INSTRUCTIONS TO FOLLOW:
Restate the whole listing exactly, leaving nothing out.

INFORMATION SHOWN:
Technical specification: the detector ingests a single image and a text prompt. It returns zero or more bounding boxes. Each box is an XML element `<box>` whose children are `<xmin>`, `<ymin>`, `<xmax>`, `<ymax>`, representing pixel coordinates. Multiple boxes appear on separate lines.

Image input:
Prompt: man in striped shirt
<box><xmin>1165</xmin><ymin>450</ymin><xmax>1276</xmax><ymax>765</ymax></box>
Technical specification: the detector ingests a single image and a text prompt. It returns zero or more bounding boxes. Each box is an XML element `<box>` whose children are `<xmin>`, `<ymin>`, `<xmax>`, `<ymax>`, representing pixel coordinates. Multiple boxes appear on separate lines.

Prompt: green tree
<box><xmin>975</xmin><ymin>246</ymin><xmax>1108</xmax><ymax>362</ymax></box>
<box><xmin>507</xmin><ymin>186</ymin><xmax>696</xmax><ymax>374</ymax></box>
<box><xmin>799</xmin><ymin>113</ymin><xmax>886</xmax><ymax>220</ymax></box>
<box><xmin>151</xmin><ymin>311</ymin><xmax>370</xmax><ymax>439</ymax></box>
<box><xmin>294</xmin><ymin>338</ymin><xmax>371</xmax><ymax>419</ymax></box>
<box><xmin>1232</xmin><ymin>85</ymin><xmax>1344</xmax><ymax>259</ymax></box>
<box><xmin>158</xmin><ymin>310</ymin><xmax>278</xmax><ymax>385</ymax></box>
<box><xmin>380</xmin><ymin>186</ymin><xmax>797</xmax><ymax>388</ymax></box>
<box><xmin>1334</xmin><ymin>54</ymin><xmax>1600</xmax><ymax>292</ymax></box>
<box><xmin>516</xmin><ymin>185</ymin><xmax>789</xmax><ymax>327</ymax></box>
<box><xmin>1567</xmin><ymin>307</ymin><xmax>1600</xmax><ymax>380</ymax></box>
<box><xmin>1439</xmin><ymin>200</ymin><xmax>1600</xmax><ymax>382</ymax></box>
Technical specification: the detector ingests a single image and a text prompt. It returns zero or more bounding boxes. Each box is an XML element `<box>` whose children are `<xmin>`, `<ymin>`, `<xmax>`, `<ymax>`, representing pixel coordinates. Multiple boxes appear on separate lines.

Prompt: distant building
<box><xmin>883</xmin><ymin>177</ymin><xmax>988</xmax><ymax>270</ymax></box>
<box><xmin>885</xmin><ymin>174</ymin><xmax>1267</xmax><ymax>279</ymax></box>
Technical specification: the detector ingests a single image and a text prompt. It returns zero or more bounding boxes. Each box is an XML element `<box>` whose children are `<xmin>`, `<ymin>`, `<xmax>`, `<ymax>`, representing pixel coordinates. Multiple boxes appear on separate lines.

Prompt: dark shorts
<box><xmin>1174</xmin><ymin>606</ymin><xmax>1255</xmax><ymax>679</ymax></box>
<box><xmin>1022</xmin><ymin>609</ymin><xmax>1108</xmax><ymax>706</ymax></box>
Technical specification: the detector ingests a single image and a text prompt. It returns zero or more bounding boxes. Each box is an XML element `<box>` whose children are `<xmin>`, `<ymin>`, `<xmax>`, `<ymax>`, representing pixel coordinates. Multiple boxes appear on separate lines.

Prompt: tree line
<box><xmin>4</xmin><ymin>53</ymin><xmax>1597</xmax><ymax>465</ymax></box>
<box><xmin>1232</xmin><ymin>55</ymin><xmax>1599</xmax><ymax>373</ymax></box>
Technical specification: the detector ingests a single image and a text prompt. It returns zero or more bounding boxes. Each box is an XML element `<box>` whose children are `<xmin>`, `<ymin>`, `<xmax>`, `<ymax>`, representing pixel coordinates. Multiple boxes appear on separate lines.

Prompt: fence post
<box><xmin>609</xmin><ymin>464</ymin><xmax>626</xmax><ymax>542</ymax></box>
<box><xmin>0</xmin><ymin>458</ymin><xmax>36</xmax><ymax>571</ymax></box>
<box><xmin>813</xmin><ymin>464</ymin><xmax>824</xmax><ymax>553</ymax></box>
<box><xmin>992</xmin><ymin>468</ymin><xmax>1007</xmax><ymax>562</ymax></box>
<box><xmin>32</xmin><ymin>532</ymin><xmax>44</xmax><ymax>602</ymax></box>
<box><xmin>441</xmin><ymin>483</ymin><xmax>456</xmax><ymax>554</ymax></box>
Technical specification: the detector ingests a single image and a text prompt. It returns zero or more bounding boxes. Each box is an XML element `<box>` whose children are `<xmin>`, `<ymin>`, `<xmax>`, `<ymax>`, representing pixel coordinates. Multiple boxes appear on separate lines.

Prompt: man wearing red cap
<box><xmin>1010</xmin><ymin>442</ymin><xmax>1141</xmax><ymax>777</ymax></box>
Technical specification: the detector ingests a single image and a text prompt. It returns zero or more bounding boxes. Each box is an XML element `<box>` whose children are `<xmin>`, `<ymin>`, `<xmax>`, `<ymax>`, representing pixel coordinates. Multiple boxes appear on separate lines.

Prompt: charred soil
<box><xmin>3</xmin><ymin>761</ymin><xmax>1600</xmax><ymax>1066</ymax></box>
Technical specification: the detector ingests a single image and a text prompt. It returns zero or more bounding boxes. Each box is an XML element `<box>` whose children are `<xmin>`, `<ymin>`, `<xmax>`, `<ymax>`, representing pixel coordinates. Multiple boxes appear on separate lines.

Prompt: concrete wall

SOLUTION TO THIS EXERCISE:
Technical specification: the detector ingests a single image and a text prompt. It returns zero or more bounding boxes. Each box is an XML element `<box>` whose children are `<xmin>`, `<ymin>`, `<xmax>`, `<ymax>`, representing pixel coordinates. Multiple boxes appear on separate lines.

Image input:
Prompt: man in striped shirt
<box><xmin>1165</xmin><ymin>450</ymin><xmax>1276</xmax><ymax>765</ymax></box>
Technical specification: the detector ingests a single image and a text prompt. It returns zero or more bounding boxes. Each box is an XML element `<box>` whose children are `<xmin>`, `<ymin>`, `<xmax>`, `<ymax>`, representing pixel coordinates. Multiple boxes appear on separate lines.

Prompt: green tree
<box><xmin>975</xmin><ymin>246</ymin><xmax>1108</xmax><ymax>362</ymax></box>
<box><xmin>507</xmin><ymin>186</ymin><xmax>696</xmax><ymax>374</ymax></box>
<box><xmin>799</xmin><ymin>113</ymin><xmax>886</xmax><ymax>220</ymax></box>
<box><xmin>151</xmin><ymin>311</ymin><xmax>370</xmax><ymax>439</ymax></box>
<box><xmin>294</xmin><ymin>338</ymin><xmax>371</xmax><ymax>419</ymax></box>
<box><xmin>1232</xmin><ymin>85</ymin><xmax>1344</xmax><ymax>259</ymax></box>
<box><xmin>158</xmin><ymin>310</ymin><xmax>278</xmax><ymax>385</ymax></box>
<box><xmin>380</xmin><ymin>186</ymin><xmax>797</xmax><ymax>388</ymax></box>
<box><xmin>1334</xmin><ymin>54</ymin><xmax>1600</xmax><ymax>292</ymax></box>
<box><xmin>516</xmin><ymin>185</ymin><xmax>789</xmax><ymax>327</ymax></box>
<box><xmin>1567</xmin><ymin>307</ymin><xmax>1600</xmax><ymax>380</ymax></box>
<box><xmin>1439</xmin><ymin>200</ymin><xmax>1600</xmax><ymax>382</ymax></box>
Technical specification: the detector ingests a single image and a text prompt. It returns zero or more bounding boxes. Each box is an XML element `<box>` whose children are `<xmin>`, `<ymin>`, `<xmax>`, `<ymax>`, representing pixel coordinates. Multiple boxes appear on separate lines.

Prompt: distant building
<box><xmin>883</xmin><ymin>177</ymin><xmax>988</xmax><ymax>270</ymax></box>
<box><xmin>885</xmin><ymin>174</ymin><xmax>1267</xmax><ymax>279</ymax></box>
Technical specification: the detector ingests a single image and a text prompt. It returns zero or more bounding boxes. Each box is an XML element `<box>` whose children are `<xmin>`, `<ymin>`, `<xmax>`, `<ymax>`, representing pixel coordinates. Multiple boxes appear on separate lines.

Prompt: dark shorts
<box><xmin>1174</xmin><ymin>606</ymin><xmax>1255</xmax><ymax>679</ymax></box>
<box><xmin>1022</xmin><ymin>609</ymin><xmax>1108</xmax><ymax>706</ymax></box>
Technical specification: the detector ingests a single image and a text prompt. It returns zero or more bounding boxes. Each box is an XML element `<box>` whose children are `<xmin>`, `<ymin>`, `<xmax>`, `<ymax>`, representing pixel coordinates. Multiple boxes appear on separate lines.

Prompt: tree line
<box><xmin>4</xmin><ymin>53</ymin><xmax>1597</xmax><ymax>465</ymax></box>
<box><xmin>1232</xmin><ymin>55</ymin><xmax>1599</xmax><ymax>373</ymax></box>
Technical specification: the detector ingests a single image and a text prompt. It returns zero or more bounding boxes. Each box is an XML element `<box>` whose children are `<xmin>`, `<ymin>`, `<xmax>`, `<ymax>`, representing pixel coordinates. Multiple boxes appear on separate lines.

Prompt: fence post
<box><xmin>609</xmin><ymin>464</ymin><xmax>626</xmax><ymax>542</ymax></box>
<box><xmin>0</xmin><ymin>458</ymin><xmax>36</xmax><ymax>571</ymax></box>
<box><xmin>813</xmin><ymin>464</ymin><xmax>824</xmax><ymax>553</ymax></box>
<box><xmin>992</xmin><ymin>468</ymin><xmax>1007</xmax><ymax>562</ymax></box>
<box><xmin>32</xmin><ymin>532</ymin><xmax>44</xmax><ymax>602</ymax></box>
<box><xmin>441</xmin><ymin>483</ymin><xmax>456</xmax><ymax>554</ymax></box>
Technical specification: the detector ingests a single image and a text prompt. It returns zero or more bounding boxes. Each box is an XML element `<box>` whose children are `<xmin>`, `<ymin>`, `<xmax>`, `<ymax>`, representing pixel coordinates. Multiple boxes appear on separate lines.

Prompt: man wearing red cap
<box><xmin>1010</xmin><ymin>442</ymin><xmax>1141</xmax><ymax>777</ymax></box>
Technical specification: the detector ingests a single image and a text prompt. It returns zero or more bounding boxes. Each box is an XML element `<box>` whose children are `<xmin>`, `<ymin>`, `<xmax>`, `<ymax>`, representing pixel coordinates. Multiple boxes appear on separate lines.

Prompt: charred soil
<box><xmin>3</xmin><ymin>761</ymin><xmax>1600</xmax><ymax>1066</ymax></box>
Technical specification: the detector ingests a single image and a text prompt. It returns zero or more bounding boxes. Each box is an XML element `<box>` whose children are `<xmin>`, `<ymin>`, `<xmax>`, `<ymax>`, representing pixel coordinates. Multiple boxes appear on separate lines.

Prompt: concrete wall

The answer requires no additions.